ABOUT THIS TASK:
Please carry on the piece below about trying out the French crime drama Spiral, picking up right after its final sentence.

Now The Killing – or Forbrydelsen as we true fans like to call it, to prove our smart arse credentials – is finished and a gaping void awaits us on the Saturday night BBC4 schedules into which the network hopes to inject another lengthy subtitled European crime drama – the third series of French drama Spiral, a.k.a. Engrenages. Since my ‘taste’ of The Killing led to such delights, I figured at the very least that I had to extend the same courtesy to Spiral as well: watch the first week’s episodes and then take it from there.
There’s no doubting that Spiral is a very solidly made piece of high quality programme making, with impressive performances all around. And yet at the end of that first week’s episodes, I came away … completely indifferent. When the following Saturday came around, I still felt a sense of obligation that I should watch, but once I made the decision not to, my mood instantly lightened and I knew that it was the right call.

RECORDS PROVIDED:
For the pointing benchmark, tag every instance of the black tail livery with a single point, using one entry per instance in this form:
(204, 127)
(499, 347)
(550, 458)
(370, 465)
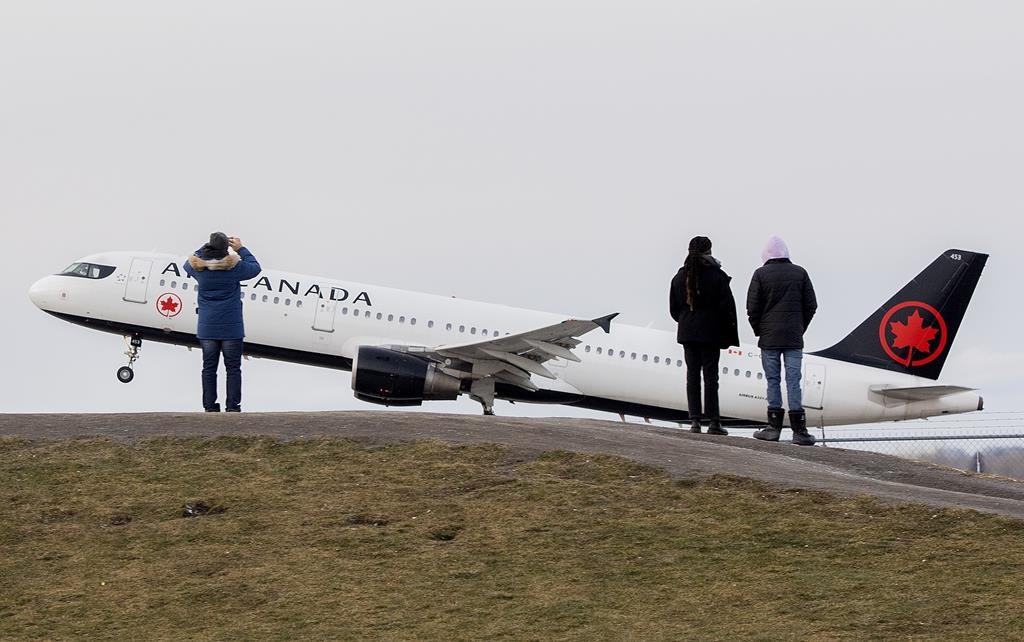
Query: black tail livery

TASK RESPONSE:
So why did Spiral not work for me? I think partly it was because it seemed very similar to the likes of familiar BBC fare Silent Witness and Waking the Dead in the sense of being dark and gritty, and everyone having issues and rows with/shouting at everyone else, and the whole spirit of the show being of things being crap and falling apart. Lord knows, The Killing was no music-and-dance joy-fest and had its moments of friction, but somehow it did it all so much beter, with more subtlety, intelligence and class.
Where The Killing compelled by concentrating on one case throughout, Spiral is structured with one over-arcing “Butcher of La Villette” serial killer (yawn) storyline but individual episodes seem like stand-alone instalments focussing on red herring or distraction cases and multiple unrelated sub-plots for the straggling cast all of which feels like an exercise in filling up an hour’s screen time instead of every single moment feeling like it’s absolutely vital to the storyline, as is the case with The Killing
And all of the above rather gives the game away with what’s really wrong with Spiral for me: it’s not The Killing. I’m comparing the two shows with each other all the time, and Spiral is coming out distinctly second best in every department. It’s not its fault, and I suspect that if the show had been aired maybe two months down the line when memories of The Killing had faded a little, then Spiral would leave a distinctly better impression. Simply put, I think BBC4 have made a mistake by bringing this show in so hard-on-the-heels of their Danish breakout super-hit – and that’s a shame.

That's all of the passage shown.